[Start DATA SUPPLIED]
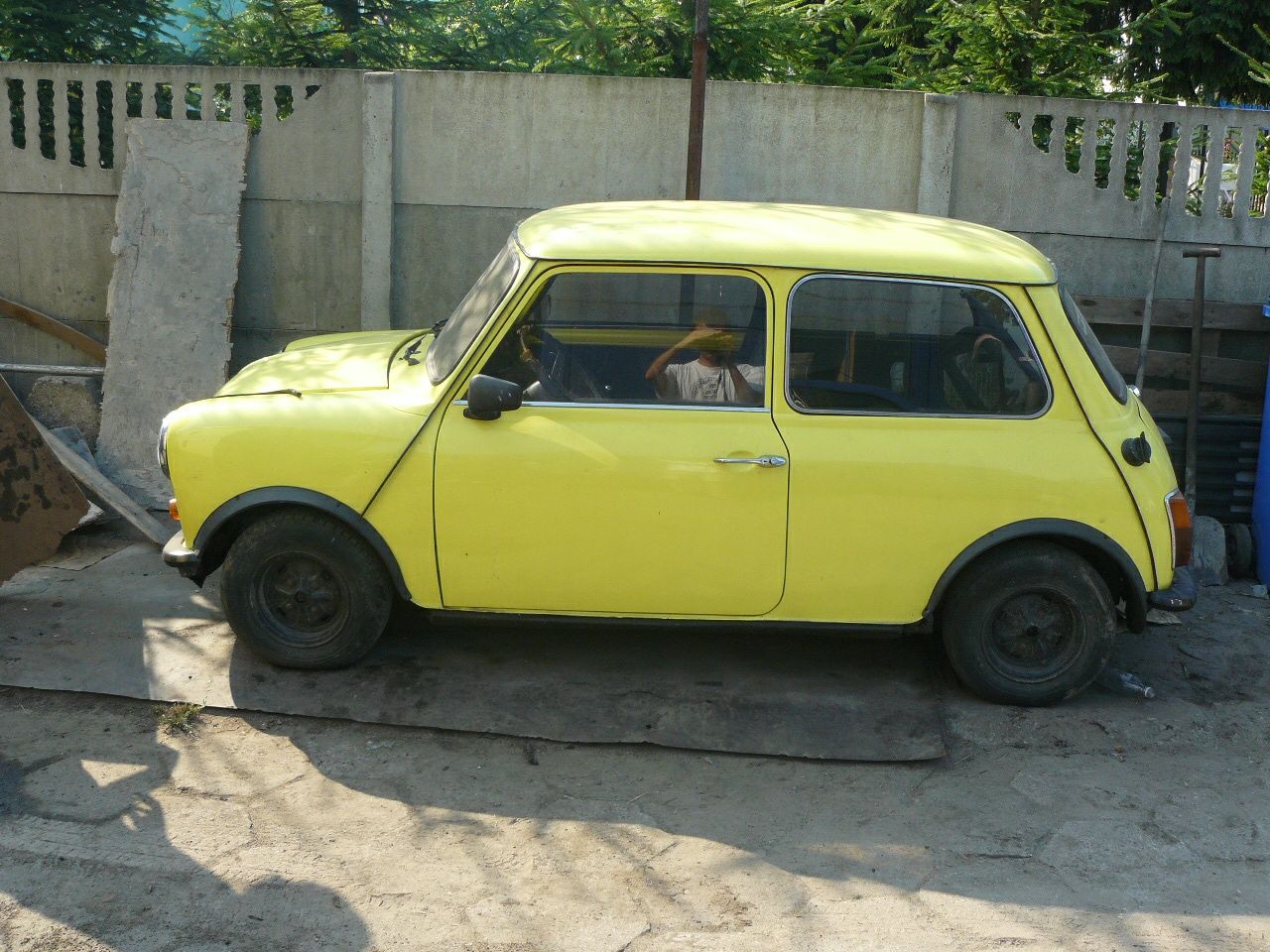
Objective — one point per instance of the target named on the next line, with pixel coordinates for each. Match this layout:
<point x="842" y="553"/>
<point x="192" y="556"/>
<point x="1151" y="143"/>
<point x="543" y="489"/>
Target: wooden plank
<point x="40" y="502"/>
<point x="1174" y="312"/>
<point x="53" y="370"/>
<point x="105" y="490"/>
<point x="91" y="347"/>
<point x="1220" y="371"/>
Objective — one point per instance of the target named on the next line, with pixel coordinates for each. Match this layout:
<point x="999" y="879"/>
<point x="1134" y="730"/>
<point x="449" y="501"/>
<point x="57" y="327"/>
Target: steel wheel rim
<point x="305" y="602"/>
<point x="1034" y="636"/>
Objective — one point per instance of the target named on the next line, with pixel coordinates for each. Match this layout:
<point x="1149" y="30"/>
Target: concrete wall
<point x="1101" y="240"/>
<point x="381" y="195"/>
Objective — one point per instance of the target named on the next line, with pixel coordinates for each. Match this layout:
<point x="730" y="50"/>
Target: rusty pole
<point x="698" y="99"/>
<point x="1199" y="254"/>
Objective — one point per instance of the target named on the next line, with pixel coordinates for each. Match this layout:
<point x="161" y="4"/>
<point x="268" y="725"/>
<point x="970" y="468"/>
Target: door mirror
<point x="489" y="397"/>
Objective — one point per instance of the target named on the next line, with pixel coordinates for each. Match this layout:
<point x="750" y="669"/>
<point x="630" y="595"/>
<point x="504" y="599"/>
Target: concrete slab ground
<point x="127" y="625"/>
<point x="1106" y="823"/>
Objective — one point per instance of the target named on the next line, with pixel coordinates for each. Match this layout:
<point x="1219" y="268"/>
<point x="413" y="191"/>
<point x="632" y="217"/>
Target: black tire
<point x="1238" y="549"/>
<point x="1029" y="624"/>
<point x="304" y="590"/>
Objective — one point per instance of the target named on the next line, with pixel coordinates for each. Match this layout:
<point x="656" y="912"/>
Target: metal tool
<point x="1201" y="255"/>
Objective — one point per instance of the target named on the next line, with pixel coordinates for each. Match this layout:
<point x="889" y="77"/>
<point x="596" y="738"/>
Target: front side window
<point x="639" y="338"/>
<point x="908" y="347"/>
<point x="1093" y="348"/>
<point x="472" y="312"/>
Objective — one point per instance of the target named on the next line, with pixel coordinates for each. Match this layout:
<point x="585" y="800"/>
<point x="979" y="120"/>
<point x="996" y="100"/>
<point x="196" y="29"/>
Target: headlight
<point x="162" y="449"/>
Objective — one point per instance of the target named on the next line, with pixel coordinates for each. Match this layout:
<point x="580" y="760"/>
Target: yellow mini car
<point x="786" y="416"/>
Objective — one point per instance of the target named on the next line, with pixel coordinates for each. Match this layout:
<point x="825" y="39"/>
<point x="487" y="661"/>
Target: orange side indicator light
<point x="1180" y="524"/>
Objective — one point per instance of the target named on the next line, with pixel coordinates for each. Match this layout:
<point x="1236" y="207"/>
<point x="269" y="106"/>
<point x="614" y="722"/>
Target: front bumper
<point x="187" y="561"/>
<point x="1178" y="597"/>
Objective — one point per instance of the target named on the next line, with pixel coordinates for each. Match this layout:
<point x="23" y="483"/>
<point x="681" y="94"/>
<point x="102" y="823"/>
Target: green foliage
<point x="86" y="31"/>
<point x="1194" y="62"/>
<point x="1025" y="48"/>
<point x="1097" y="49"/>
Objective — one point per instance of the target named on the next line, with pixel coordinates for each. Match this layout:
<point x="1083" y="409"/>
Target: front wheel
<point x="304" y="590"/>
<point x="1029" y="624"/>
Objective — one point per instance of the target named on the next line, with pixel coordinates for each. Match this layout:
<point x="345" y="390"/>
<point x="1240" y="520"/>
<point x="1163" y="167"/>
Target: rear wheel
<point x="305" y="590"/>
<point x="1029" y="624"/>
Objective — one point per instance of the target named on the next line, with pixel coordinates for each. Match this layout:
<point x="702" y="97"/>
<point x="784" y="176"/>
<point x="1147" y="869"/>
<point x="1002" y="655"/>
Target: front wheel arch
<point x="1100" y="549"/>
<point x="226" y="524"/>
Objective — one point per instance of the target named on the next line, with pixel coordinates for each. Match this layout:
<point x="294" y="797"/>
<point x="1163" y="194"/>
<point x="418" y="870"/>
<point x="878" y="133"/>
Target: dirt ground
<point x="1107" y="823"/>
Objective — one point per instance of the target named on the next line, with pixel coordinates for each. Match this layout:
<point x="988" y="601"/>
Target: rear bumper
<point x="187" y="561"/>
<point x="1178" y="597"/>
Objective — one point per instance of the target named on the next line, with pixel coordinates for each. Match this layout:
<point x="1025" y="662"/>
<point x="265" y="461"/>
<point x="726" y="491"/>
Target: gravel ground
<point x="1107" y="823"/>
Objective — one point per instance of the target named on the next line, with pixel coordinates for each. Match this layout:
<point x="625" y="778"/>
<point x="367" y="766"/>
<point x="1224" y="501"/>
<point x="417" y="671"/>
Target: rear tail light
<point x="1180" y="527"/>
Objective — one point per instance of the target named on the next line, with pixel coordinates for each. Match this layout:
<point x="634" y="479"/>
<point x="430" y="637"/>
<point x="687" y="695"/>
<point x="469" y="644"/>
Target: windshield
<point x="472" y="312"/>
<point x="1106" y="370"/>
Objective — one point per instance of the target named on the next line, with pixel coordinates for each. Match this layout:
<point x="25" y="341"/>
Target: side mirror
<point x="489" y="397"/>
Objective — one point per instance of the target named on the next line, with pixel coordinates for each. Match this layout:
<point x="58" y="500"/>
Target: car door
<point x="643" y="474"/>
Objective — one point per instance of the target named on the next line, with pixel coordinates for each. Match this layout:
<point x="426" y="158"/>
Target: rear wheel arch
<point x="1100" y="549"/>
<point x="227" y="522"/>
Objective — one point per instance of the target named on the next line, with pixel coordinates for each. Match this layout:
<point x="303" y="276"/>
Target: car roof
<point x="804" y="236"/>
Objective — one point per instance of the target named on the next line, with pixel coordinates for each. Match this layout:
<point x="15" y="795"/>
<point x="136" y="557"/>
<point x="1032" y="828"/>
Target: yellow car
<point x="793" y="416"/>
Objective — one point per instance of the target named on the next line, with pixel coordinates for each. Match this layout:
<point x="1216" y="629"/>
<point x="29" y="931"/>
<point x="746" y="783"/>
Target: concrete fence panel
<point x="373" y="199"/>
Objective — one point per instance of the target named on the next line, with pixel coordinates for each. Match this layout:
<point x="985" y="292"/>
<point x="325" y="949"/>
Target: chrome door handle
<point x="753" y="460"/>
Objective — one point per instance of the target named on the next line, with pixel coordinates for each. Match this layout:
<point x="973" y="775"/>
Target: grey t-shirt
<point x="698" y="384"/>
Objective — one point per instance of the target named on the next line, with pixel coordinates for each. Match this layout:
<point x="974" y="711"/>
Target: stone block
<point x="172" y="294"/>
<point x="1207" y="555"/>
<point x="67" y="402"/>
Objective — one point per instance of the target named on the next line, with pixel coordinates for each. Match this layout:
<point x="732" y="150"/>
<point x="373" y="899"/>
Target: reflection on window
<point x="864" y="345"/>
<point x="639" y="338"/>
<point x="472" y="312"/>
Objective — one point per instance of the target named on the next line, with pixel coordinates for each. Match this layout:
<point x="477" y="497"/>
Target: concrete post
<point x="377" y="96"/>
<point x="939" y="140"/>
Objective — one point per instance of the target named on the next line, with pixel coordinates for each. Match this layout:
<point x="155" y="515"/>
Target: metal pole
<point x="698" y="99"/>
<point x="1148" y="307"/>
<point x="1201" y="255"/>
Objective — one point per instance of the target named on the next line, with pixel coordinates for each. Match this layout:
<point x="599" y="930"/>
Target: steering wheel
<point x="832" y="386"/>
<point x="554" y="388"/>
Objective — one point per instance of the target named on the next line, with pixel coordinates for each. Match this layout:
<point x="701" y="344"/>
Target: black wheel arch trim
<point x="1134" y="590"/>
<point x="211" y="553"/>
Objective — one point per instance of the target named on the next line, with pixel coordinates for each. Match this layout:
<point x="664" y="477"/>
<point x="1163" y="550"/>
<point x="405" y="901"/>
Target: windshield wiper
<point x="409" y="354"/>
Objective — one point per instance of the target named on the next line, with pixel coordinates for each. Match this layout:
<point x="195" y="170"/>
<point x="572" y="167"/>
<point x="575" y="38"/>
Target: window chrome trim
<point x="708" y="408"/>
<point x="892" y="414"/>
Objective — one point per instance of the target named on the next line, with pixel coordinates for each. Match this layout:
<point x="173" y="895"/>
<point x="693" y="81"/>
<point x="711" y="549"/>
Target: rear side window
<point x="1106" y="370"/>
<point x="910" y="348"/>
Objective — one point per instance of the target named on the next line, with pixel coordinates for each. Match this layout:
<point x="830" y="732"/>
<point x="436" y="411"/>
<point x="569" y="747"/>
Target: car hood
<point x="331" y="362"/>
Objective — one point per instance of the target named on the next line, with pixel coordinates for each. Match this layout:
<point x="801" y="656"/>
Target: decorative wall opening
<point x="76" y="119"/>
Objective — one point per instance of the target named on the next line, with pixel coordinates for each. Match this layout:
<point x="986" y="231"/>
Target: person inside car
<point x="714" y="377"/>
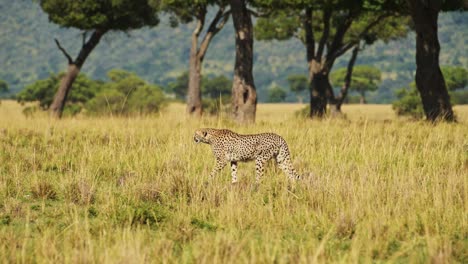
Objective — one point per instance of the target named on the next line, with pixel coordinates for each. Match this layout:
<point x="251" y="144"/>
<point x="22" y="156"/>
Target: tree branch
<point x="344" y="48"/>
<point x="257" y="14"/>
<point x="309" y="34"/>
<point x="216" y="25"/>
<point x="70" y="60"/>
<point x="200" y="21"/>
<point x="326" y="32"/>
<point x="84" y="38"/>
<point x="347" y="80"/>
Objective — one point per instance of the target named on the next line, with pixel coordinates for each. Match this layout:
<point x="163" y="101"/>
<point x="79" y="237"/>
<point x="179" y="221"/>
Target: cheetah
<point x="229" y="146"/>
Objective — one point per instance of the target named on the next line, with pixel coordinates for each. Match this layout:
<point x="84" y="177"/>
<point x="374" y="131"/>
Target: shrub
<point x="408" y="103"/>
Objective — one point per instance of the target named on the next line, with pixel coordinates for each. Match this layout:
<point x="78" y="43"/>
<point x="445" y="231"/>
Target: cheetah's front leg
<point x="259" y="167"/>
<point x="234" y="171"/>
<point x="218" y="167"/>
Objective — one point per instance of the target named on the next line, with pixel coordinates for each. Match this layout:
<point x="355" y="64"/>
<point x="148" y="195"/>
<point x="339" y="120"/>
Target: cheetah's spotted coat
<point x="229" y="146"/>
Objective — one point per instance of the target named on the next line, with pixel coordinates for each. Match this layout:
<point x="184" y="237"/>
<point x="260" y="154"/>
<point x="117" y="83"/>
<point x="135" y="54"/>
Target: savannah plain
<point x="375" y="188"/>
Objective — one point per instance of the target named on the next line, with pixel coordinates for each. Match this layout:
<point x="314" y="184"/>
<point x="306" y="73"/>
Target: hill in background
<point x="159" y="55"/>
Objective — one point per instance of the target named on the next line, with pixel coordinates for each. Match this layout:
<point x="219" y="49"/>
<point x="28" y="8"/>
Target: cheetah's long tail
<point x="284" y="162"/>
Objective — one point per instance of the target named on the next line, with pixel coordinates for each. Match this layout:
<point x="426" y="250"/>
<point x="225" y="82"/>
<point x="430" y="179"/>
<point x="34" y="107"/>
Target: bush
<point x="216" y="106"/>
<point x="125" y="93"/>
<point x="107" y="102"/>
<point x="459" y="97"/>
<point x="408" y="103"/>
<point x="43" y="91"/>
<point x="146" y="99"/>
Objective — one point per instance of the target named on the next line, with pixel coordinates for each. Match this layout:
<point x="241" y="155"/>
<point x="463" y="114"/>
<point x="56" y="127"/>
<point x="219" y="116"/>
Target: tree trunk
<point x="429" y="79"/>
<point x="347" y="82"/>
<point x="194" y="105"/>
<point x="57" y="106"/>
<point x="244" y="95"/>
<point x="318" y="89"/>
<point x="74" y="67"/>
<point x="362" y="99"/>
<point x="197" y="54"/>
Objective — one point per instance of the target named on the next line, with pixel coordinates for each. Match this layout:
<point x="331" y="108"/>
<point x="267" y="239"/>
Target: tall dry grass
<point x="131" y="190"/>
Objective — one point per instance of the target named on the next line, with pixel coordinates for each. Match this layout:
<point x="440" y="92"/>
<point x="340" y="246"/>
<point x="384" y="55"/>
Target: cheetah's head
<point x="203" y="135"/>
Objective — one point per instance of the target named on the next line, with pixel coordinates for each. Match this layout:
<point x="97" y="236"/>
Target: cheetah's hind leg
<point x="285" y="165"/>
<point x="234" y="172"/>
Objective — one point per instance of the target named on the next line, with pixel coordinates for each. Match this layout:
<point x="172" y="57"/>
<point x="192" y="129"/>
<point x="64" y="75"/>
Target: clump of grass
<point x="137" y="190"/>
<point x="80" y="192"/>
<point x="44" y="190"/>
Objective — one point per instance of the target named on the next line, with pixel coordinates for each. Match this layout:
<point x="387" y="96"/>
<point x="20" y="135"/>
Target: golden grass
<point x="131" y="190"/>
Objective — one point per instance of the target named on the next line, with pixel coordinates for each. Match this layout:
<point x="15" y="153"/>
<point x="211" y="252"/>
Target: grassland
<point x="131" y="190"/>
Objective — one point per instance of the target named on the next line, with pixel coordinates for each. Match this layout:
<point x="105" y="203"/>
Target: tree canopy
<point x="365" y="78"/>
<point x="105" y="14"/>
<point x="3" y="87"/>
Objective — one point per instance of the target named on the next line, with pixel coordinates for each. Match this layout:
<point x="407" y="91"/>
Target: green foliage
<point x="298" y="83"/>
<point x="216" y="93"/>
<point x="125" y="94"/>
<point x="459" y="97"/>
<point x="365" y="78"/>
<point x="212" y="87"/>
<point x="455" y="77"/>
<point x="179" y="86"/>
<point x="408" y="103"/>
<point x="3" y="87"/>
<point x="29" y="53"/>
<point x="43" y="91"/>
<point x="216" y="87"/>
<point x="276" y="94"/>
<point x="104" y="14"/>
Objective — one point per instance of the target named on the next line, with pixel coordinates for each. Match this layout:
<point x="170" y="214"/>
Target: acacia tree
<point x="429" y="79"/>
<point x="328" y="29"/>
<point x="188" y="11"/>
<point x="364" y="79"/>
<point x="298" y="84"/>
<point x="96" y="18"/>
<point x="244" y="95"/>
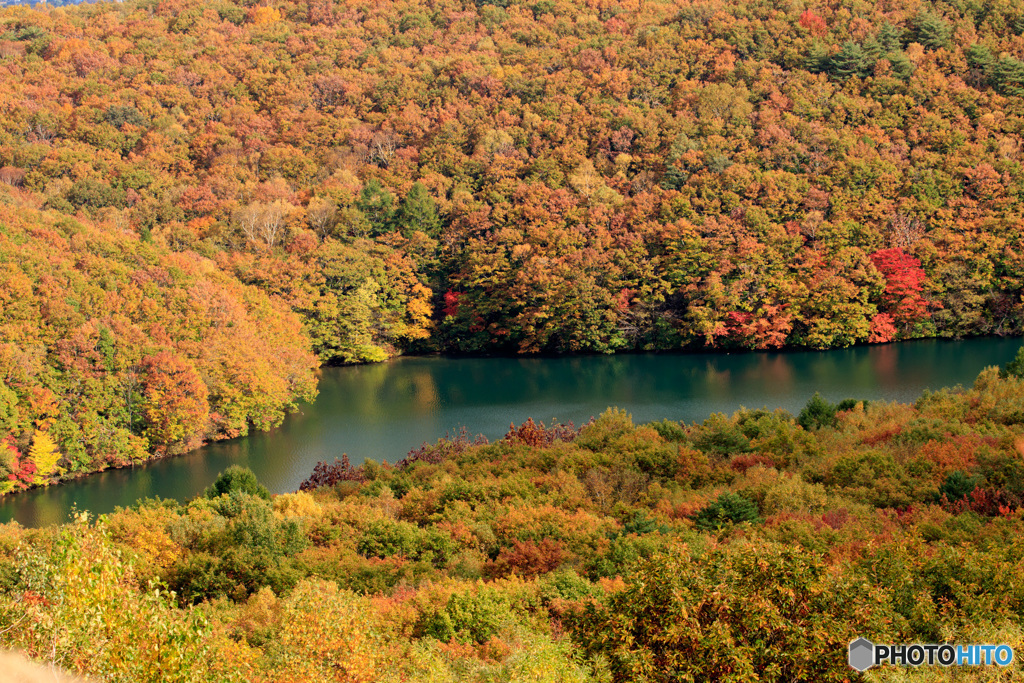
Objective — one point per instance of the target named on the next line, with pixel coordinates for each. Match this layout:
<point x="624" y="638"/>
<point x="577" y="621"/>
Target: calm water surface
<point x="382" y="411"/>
[End DATA SUPPLIED]
Please pick out every line in the rows above that contains the word "bumper" and copy each one in full.

Target: front bumper
Target: rear bumper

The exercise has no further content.